What the task requires: Pull out each line of the listing below that contains the word "gate". Uppercase and lowercase letters must match.

Data items:
'''

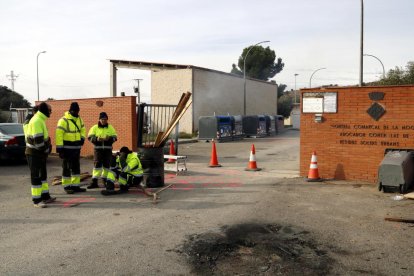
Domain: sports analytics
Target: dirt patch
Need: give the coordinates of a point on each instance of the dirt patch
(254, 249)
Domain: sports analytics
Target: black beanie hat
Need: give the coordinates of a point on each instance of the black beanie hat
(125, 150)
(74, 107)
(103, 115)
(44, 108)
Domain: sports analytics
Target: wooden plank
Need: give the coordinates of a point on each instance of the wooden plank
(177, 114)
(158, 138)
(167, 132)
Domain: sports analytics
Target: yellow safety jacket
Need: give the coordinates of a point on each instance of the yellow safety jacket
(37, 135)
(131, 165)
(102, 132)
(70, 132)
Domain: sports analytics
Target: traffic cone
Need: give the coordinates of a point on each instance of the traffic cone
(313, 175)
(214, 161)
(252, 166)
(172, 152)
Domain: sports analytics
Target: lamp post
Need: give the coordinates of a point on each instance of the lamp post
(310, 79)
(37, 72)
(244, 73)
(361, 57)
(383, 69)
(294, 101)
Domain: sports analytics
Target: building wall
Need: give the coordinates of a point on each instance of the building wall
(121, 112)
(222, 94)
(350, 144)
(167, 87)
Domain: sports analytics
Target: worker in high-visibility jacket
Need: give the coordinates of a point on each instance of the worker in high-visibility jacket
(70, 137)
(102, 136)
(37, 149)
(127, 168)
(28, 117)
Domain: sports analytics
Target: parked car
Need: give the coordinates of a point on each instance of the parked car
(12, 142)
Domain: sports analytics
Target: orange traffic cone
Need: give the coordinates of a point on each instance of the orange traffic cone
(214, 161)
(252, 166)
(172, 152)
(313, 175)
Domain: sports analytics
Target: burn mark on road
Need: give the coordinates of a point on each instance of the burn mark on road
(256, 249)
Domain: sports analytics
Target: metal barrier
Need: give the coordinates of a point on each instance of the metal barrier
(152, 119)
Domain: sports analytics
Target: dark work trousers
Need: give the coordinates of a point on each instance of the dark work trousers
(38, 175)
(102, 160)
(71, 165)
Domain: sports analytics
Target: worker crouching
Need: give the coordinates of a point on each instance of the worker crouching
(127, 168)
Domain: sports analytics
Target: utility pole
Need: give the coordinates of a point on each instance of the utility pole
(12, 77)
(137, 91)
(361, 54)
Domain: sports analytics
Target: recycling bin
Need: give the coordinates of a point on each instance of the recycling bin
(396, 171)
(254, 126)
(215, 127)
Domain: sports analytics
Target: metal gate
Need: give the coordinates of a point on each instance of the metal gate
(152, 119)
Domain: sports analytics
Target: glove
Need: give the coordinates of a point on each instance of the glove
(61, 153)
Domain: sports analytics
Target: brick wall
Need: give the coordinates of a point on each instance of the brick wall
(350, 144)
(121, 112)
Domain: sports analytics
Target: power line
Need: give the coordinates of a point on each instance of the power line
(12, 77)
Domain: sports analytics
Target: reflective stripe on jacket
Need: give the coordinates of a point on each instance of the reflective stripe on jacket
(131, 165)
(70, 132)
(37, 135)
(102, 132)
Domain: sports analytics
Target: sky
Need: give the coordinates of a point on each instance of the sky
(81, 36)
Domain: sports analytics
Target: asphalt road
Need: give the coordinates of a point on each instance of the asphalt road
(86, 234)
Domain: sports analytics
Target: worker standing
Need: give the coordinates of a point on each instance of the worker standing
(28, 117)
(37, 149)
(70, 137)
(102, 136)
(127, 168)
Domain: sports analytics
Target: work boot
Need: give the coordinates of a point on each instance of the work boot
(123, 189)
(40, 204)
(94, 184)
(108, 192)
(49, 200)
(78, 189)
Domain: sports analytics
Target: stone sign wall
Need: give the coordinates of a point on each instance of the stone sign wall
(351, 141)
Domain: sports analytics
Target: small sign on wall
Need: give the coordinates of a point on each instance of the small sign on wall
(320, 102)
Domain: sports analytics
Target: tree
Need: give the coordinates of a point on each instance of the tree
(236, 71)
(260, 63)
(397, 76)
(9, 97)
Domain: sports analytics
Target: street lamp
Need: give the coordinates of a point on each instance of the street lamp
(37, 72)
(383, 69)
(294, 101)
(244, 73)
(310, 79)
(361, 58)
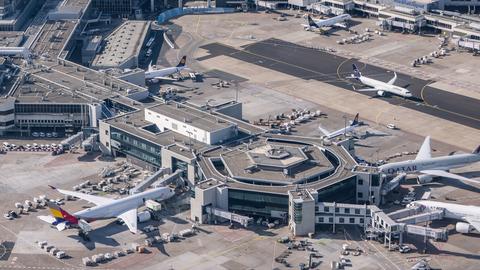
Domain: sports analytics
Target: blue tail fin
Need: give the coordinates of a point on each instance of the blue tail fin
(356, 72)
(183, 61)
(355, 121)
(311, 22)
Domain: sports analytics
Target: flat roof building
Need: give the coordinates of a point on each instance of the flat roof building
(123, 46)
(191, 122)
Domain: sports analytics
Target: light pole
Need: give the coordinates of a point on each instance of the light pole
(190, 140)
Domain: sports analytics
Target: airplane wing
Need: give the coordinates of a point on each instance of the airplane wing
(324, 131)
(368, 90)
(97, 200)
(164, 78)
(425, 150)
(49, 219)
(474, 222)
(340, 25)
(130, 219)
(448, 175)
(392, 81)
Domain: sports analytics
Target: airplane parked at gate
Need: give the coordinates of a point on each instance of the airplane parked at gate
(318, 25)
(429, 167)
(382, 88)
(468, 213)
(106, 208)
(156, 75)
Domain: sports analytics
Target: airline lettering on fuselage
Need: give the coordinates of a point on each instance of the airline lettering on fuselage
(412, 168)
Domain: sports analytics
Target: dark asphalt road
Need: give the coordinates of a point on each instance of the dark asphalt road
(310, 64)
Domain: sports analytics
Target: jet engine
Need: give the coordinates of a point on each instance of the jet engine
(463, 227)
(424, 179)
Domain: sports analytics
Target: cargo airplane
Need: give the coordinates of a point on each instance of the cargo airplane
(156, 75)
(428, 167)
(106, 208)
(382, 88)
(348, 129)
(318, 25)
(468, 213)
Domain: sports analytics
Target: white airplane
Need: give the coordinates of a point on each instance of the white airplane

'''

Exercise result:
Target: metal gate
Need: give the coordinates of a point on each instance of the metal gate
Target: airplane parked at gate
Need: give the coordinates of a point on each instance of the airplane parked at gate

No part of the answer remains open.